This week’s Design File is about the Sacco bean bag.
It was hard for me to write about the bean bag without reflecting on my own experiences, craving one and then making one when I was about 12. I can remember the laborious process still and the acrid stink of polystyrene fumes filling the house. When I eventually managed to make enough of the beads to fill a bean bag, I left them to dry in a muslin bag hanging in the garage while we went off for our summer holiday. They were still damp when we returned but a few weeks later my mother sewed the casing together which I filled with those handmade beads, and then I sat and looked at it in my bedroom, thinking it was the best thing ever.
Like many children I was always trying to ring the changes in my own bedroom, asserting my presence. After an awful wallpaper that had vintage cars on it (my parents choice), I opted for walls painted in Geranium Red, which probably explained why I was bouncing off them at times. A window took up most of one wall and looked across the road to a large Victorian house in lovely grounds that was being used as a children’s home. I could see right into the large sitting room where children were always playing. I don’t think we ever played with them – they seemed to be kept securely apart, playing outside around the back. My mother forbid me from lining up my Easter eggs on my window sill because she didn’t want the children to see them and be jealous (which is why I needed to be told, having a child’s insensitive desire to show off).
That large house was built of the rough brown stone of that part of South Wales and had a shallow slate roof with lots of chimneys. Paler stone was used as contrast for window balustrades and keystones. All the houses on that side of the road were huge and all quite different. Ours, on the other hand, was one of many, a plain modern box as architecturally uninspiring as you could find, although it was bright and sunny throughout the day. My friends from school lived in a variety of homes, from anonymous modern boxes like mine and tiny Victorian terraces to farms and old cottages. One friend lived in a sprawling house that was said to date back to Norman times although it was probably Elizabethan. In those days large houses were cheap, seen as far too expensive to maintain and heat, and certainly this one had rooms that were entirely empty (perfect play areas for rainy days). There was a beautiful wood of towering beech trees whose trunks looked to us like gigantic dinosaur legs and there were orchards, one of which housed an ageing swimming pool in which leaves and dead mice floated. I saw recently that the house had been turned into a hotel and that its grounds were now completely covered by new houses, the stable block torn down, the tennis court gone. It makes me feel very old, like someone who remembers cows grazing in Hyde Park…
But the thing that came from those early years in South Wales was the experience of so many different types of house. Children are classless and couldn’t care less what you live in so long as you’re fun to be with. It’s only later that you realise that some people were quite poor and others much richer, and that their homes reflected that. I relished the experience of being in small houses that were warm and snug with the smell of cooking wafting through the rooms just as much as I did the grand Victorian houses that had galleried hallways and ceilings encrusted in what looked like white icing. Even then I think I liked the diversity of it.
(And it was here that I first came into contact with a proper architect: Architecture though the eyes of a child)

(Things to do)
1. In the bean bag and childhood-homes text, what color were the bedroom walls painted after the vintage-car wallpaper?
2. Write a continuation of the text on the Sacco bean bag and childhood homes in South Wales, starting after its final line.

(Data entries)

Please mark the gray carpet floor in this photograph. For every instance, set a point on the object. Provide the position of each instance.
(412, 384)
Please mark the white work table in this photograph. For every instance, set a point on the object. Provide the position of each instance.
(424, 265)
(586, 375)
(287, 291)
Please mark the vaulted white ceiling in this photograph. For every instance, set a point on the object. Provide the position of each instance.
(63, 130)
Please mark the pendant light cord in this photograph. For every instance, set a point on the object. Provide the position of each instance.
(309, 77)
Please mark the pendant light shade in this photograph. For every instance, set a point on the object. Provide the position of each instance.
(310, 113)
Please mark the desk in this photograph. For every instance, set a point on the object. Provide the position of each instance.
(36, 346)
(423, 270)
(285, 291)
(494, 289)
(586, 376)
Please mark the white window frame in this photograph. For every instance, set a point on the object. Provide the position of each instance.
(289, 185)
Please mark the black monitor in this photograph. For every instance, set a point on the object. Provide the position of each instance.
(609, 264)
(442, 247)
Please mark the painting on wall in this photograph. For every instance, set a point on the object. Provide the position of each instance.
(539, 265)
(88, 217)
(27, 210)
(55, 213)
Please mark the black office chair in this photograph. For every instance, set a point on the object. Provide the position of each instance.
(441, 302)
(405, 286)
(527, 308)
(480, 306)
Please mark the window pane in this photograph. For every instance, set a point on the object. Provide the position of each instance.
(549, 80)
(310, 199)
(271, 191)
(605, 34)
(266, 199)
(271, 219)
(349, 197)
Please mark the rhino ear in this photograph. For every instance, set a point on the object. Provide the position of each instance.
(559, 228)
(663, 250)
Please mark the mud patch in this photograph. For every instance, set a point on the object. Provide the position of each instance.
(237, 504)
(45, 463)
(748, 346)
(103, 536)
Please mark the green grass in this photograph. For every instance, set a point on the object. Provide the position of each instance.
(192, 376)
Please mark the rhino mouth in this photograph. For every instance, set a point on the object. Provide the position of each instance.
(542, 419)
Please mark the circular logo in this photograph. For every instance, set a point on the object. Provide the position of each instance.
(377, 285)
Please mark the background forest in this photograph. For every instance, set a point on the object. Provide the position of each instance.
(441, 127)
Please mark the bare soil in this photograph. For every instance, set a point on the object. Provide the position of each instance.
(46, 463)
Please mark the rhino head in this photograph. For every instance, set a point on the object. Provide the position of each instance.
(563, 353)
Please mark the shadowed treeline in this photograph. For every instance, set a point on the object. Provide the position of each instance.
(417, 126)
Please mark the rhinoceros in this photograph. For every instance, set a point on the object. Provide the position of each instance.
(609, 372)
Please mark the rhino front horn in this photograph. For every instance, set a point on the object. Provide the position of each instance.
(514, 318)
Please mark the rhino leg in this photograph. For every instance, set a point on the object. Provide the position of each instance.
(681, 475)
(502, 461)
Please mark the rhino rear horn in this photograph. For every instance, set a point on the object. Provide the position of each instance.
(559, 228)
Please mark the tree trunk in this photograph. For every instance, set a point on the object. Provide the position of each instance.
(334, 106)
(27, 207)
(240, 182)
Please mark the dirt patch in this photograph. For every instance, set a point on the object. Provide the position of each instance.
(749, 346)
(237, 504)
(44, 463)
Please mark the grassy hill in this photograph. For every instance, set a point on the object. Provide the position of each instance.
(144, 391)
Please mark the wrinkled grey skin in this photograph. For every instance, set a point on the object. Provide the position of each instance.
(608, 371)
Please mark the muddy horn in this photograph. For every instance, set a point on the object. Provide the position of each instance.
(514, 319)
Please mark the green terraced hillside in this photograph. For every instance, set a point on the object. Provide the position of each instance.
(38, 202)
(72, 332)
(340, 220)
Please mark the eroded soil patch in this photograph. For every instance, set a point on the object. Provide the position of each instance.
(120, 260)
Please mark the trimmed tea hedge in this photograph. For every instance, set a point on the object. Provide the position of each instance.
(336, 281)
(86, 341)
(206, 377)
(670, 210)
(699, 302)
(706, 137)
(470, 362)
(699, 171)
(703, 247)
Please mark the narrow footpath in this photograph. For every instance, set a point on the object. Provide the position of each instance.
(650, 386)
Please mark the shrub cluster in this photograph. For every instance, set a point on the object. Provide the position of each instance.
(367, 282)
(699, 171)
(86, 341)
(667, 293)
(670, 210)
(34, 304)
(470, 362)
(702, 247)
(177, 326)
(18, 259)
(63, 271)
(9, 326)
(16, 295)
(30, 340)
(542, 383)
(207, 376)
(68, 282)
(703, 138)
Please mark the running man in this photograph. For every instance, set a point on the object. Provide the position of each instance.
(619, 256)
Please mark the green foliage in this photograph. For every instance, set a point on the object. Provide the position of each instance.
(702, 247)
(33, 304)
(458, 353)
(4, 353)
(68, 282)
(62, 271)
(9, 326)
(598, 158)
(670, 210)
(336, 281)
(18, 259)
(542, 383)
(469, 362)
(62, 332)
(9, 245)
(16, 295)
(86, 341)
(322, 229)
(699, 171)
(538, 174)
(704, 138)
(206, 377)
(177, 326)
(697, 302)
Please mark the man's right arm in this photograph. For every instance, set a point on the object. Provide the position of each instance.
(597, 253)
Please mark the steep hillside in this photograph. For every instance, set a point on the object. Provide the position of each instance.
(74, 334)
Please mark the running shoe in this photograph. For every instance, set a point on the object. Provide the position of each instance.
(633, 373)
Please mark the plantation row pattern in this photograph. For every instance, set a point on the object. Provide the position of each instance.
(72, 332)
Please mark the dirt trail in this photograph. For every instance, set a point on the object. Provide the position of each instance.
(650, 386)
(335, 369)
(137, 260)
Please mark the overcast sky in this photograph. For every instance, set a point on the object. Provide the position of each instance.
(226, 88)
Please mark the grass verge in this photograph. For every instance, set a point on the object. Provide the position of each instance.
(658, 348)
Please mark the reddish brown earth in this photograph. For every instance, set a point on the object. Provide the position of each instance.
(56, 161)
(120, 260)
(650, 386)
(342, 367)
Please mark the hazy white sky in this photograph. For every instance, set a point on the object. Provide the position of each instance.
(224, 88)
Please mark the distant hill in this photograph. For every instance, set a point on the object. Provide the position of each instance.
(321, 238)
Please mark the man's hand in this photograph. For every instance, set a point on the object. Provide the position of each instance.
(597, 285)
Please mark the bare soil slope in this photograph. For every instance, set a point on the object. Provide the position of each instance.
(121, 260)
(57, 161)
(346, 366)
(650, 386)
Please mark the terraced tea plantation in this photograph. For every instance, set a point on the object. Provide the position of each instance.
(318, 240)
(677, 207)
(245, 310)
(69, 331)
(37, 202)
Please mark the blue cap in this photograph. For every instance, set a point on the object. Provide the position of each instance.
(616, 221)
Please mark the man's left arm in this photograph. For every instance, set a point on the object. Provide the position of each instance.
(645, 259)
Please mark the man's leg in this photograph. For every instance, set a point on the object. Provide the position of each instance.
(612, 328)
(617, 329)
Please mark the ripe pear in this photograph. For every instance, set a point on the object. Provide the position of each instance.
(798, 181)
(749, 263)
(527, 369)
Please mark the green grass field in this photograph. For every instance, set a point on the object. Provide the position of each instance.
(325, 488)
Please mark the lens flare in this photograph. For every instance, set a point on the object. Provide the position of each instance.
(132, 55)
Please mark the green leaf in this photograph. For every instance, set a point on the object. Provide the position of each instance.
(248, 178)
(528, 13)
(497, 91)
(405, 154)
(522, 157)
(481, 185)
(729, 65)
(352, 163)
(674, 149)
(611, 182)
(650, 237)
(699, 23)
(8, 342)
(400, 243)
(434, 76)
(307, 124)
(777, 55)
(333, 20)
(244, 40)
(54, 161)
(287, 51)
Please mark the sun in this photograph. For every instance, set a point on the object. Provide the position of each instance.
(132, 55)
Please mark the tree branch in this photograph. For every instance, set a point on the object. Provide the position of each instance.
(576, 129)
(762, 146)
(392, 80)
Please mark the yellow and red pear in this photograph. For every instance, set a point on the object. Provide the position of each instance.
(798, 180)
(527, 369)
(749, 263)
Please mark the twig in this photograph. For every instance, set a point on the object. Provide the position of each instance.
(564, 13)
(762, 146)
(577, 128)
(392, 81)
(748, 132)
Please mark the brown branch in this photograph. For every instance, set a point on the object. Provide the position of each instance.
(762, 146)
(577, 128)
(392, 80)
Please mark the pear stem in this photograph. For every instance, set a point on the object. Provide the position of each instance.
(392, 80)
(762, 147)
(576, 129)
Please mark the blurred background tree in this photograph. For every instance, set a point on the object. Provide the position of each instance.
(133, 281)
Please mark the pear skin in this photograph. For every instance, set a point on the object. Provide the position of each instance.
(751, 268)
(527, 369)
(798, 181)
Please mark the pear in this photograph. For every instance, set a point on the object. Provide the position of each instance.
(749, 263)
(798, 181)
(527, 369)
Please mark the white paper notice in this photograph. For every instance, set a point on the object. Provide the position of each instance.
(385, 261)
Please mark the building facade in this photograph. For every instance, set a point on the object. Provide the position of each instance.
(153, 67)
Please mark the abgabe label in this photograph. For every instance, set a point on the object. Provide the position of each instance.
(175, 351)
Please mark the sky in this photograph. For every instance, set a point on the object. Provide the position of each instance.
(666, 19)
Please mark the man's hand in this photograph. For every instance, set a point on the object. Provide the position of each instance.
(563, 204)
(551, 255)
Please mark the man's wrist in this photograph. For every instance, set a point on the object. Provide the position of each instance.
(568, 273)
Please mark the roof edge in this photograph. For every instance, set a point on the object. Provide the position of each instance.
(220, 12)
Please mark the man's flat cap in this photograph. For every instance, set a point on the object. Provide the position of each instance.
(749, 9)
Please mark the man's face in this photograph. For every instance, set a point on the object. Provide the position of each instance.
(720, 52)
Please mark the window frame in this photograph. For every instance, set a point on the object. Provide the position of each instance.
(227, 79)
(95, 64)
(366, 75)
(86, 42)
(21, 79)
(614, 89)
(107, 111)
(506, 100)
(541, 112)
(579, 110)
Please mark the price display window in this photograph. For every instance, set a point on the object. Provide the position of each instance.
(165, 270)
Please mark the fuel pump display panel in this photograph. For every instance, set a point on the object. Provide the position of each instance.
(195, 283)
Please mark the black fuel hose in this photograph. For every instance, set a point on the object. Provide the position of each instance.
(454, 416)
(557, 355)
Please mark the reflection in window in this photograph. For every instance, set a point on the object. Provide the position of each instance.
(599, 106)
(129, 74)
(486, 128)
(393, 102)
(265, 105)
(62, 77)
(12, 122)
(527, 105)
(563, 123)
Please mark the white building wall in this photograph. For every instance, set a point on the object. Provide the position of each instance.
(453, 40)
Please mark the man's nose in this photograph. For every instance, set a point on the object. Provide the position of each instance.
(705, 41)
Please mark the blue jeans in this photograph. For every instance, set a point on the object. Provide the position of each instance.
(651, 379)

(Written responses)
1. Geranium Red.

2.
It is one of the things I missed most when I came to Australia. The architecture felt relentlessly bland as well as insubstantial – brick veneer walls, aluminium window frames, wooden lean-to’s. Suburban houses seemed to look more-or-less the same, whether gracing a waterfront or squeezed along a street. Even the term used for flats – units – seemed so functional, so unpoetic, so bored. Beginning to think that no one cared much about architecture in Australia, I fell on a book called The Australian Ugliness the moment I saw it.
I didn’t realise it was already a classic, in Australia at least. Its opening pages give a glorious critique of suburban Australia as relevant today as it was when first written in 1960, reflecting on the view from a plane as it crosses the country, and it is as much about Australia’s culture as its architecture. Its author, architect Robin Boyd, coined the term Featurism to describe the fancy things people seemed to crave for their homes such as ornate stone veneers, gratuitous gables and boomerang-shaped coffee tables. Funny though it is, it’s a crushing critique, which is something you’re not meant to do in Australia.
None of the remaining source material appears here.